## Exercise brief:
In this exercise, print only the lines of the records below from the one with "If you could annotate the corrugated" through the one with "If you could annotate the palm tree trunk", inclusive. Pictures are not part of the copy.

## Point localization data:

▬▬▬▬▬▬

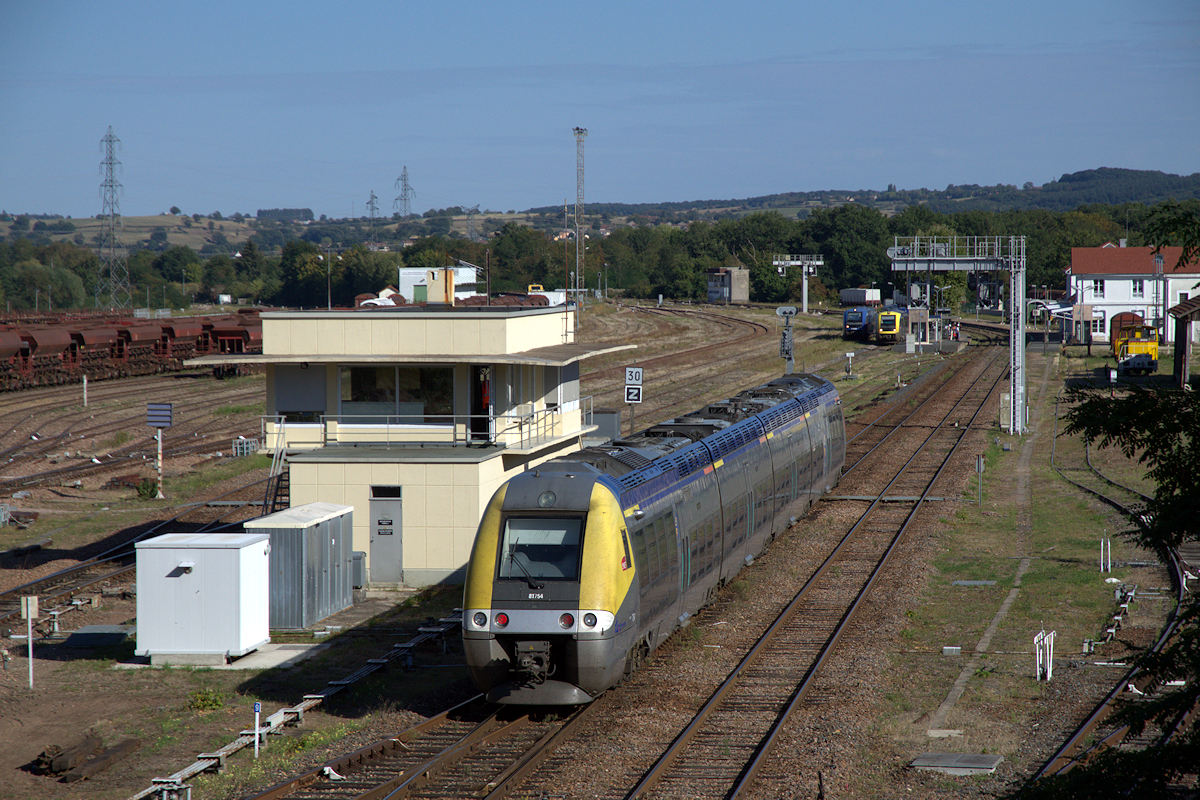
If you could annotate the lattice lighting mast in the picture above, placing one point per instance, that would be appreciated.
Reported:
(405, 199)
(580, 253)
(114, 274)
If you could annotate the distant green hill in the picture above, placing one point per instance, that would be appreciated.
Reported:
(1107, 185)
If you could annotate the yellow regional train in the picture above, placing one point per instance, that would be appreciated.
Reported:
(1134, 347)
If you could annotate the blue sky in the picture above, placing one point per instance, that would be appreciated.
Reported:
(238, 106)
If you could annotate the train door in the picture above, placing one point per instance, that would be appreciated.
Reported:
(387, 539)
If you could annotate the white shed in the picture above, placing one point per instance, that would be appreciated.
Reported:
(202, 597)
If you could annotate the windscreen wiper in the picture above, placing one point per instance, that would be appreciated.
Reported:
(513, 558)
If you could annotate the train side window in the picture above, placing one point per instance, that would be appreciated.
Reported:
(641, 555)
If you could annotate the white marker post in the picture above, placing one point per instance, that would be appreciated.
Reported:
(29, 611)
(979, 477)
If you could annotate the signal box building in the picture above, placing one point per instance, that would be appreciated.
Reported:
(414, 415)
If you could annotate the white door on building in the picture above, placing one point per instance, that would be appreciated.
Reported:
(387, 540)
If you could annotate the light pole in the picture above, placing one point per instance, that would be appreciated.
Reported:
(329, 276)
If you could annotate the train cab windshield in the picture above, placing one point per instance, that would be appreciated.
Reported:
(540, 548)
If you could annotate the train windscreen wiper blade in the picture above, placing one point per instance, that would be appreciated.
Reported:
(513, 558)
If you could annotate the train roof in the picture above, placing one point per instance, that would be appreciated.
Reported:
(723, 427)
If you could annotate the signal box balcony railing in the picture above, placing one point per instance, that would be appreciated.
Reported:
(520, 429)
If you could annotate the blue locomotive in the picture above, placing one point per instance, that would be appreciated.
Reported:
(857, 323)
(586, 563)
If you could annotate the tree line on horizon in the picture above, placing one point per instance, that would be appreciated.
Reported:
(640, 262)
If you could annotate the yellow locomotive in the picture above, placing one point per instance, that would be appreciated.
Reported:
(1134, 346)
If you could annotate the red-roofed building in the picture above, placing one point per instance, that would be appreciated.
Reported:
(1115, 278)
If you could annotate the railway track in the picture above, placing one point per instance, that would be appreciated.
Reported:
(731, 738)
(473, 750)
(729, 744)
(1095, 734)
(52, 437)
(115, 564)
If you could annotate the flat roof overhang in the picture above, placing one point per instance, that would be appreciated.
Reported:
(556, 355)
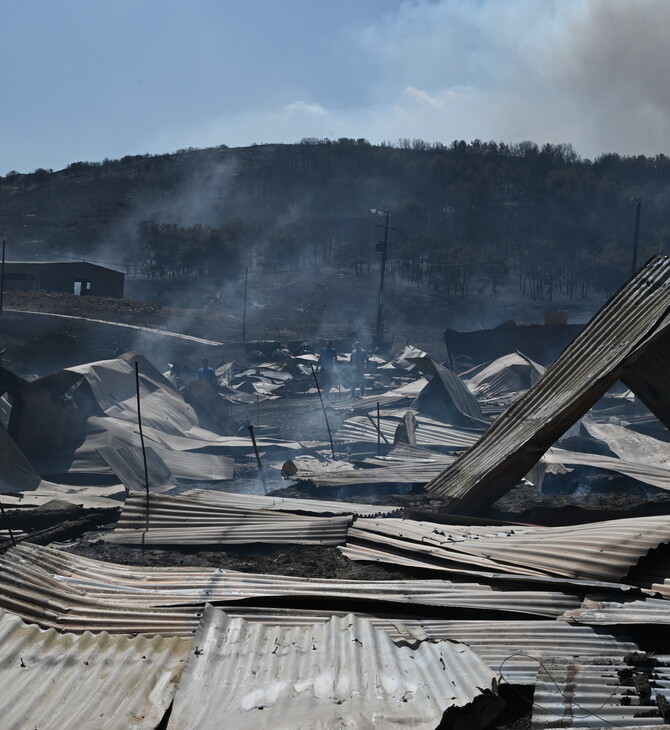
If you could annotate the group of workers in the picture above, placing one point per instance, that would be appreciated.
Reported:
(327, 367)
(358, 361)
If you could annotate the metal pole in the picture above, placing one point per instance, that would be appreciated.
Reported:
(4, 519)
(382, 276)
(379, 432)
(374, 425)
(244, 312)
(323, 407)
(258, 456)
(638, 205)
(144, 451)
(2, 280)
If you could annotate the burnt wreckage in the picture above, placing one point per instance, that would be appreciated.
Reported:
(470, 598)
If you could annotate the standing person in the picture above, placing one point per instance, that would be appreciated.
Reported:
(207, 373)
(328, 367)
(174, 375)
(358, 362)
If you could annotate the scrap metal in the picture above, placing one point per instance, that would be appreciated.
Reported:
(631, 324)
(343, 672)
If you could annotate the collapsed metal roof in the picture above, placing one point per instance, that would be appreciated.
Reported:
(286, 504)
(344, 672)
(623, 340)
(598, 550)
(52, 681)
(585, 692)
(165, 520)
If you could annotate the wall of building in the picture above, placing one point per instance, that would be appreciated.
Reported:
(76, 277)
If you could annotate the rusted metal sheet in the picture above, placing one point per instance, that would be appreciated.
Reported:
(53, 681)
(184, 521)
(631, 323)
(599, 550)
(341, 673)
(589, 692)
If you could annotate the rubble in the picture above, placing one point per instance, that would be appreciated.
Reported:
(469, 588)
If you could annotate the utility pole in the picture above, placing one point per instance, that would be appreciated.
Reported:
(2, 279)
(638, 206)
(383, 247)
(244, 311)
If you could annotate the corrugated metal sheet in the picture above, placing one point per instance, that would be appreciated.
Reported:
(516, 643)
(589, 692)
(599, 550)
(622, 329)
(164, 466)
(628, 444)
(53, 681)
(656, 476)
(403, 395)
(338, 674)
(185, 521)
(461, 406)
(507, 376)
(409, 471)
(285, 504)
(55, 588)
(651, 611)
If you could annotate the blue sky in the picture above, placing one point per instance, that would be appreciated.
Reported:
(89, 79)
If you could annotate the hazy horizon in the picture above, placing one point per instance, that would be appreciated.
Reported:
(84, 81)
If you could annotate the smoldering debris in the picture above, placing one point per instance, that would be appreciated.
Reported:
(551, 595)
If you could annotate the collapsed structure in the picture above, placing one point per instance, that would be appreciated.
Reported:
(468, 605)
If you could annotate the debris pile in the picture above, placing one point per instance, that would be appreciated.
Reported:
(492, 534)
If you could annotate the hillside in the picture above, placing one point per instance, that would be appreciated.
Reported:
(465, 219)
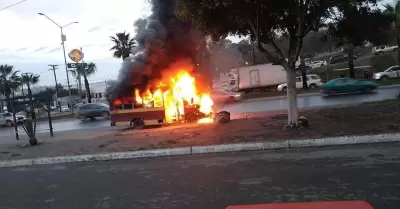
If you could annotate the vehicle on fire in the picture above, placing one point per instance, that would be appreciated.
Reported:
(176, 102)
(92, 110)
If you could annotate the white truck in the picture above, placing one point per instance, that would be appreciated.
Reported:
(256, 77)
(383, 49)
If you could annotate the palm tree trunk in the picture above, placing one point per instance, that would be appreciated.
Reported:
(8, 102)
(89, 96)
(398, 48)
(350, 52)
(79, 85)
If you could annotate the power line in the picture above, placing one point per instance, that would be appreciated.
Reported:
(4, 8)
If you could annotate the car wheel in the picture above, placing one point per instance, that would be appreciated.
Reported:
(9, 123)
(313, 86)
(106, 115)
(366, 90)
(231, 100)
(138, 123)
(192, 118)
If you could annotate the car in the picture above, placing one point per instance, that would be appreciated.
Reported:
(391, 72)
(383, 49)
(313, 81)
(6, 119)
(221, 96)
(340, 58)
(318, 63)
(347, 85)
(65, 109)
(92, 110)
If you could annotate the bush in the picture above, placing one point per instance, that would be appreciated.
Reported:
(382, 62)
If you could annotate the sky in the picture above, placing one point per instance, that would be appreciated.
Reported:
(31, 42)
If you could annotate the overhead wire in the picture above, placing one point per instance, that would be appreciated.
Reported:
(15, 4)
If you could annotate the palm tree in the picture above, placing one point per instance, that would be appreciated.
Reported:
(29, 79)
(123, 45)
(86, 71)
(394, 13)
(15, 83)
(6, 86)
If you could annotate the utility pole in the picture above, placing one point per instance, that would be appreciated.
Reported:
(54, 68)
(63, 39)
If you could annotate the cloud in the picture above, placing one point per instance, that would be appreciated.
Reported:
(94, 29)
(40, 49)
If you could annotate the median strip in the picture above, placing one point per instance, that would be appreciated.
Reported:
(281, 144)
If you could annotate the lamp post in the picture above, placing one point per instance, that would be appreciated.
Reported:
(63, 39)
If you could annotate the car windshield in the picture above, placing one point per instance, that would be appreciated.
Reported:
(390, 69)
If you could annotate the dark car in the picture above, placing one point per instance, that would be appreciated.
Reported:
(347, 85)
(92, 111)
(340, 58)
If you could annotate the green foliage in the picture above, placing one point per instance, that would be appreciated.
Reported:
(123, 45)
(382, 62)
(261, 20)
(8, 80)
(361, 24)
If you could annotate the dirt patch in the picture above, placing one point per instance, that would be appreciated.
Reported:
(355, 120)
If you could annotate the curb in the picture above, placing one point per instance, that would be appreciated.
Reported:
(310, 94)
(270, 145)
(392, 86)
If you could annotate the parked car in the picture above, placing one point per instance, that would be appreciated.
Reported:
(383, 49)
(6, 119)
(318, 63)
(92, 110)
(340, 58)
(347, 85)
(313, 81)
(391, 72)
(220, 96)
(65, 109)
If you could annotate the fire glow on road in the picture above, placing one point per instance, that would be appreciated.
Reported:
(173, 92)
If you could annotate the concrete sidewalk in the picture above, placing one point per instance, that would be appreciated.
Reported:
(191, 150)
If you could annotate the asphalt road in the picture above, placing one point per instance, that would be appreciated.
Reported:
(312, 101)
(211, 181)
(238, 108)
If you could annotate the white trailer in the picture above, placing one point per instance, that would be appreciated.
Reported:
(257, 77)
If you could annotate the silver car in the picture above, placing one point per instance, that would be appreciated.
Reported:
(6, 119)
(92, 110)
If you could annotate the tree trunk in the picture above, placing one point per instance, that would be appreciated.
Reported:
(398, 49)
(303, 73)
(293, 111)
(88, 95)
(79, 84)
(350, 52)
(8, 101)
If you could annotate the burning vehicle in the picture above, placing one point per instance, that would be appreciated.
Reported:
(175, 98)
(167, 77)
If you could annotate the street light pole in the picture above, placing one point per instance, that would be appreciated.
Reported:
(66, 70)
(63, 39)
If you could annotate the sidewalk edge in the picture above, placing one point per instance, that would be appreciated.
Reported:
(281, 144)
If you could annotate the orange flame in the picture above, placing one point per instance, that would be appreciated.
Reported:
(172, 94)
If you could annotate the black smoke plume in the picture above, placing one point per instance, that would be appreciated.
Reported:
(162, 40)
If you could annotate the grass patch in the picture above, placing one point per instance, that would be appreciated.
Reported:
(56, 117)
(386, 102)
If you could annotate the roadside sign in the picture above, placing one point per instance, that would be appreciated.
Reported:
(76, 55)
(75, 65)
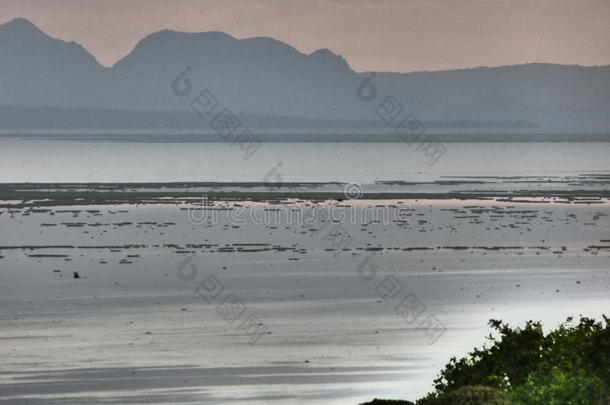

▬▬▬▬▬▬

## Response below:
If you could annotate the corrugated metal sheet in the picture above, placing one point per instance, that would be appreciated.
Reported:
(516, 643)
(589, 692)
(599, 550)
(622, 329)
(164, 466)
(628, 444)
(53, 681)
(656, 476)
(403, 395)
(338, 674)
(185, 521)
(461, 406)
(507, 376)
(409, 471)
(285, 504)
(55, 588)
(651, 611)
If you could annotate the blue sky in the picture above, placing one point per instance, that would be appreciated.
Reported:
(89, 79)
If you could annotate the hazy horizon in the picture above, placing one point per instance, that would be appreciated.
Reported:
(84, 81)
If you could annotate the smoldering debris in the picture above, placing one point per instance, that would be appreciated.
Reported:
(551, 595)
If you could annotate the collapsed structure in the picture above, placing one point per instance, that would be appreciated.
Reported:
(468, 605)
If you could annotate the debris pile in the picture above, placing one point per instance, that would be appreciated.
Reported:
(492, 534)
If you could annotate the hillside in the picture above, placing one point per instance, that would be appreciated.
Reported:
(465, 219)
If you could annotate the vehicle on fire in the picture above, placing one point per instance, that would be appreciated.
Reported:
(176, 102)
(92, 110)
If you could annotate the white truck in the picture above, placing one point per instance, that would be appreciated.
Reported:
(256, 77)
(383, 49)
If you could annotate the palm tree trunk in the picture above, placing one point per instance, that would be appreciated.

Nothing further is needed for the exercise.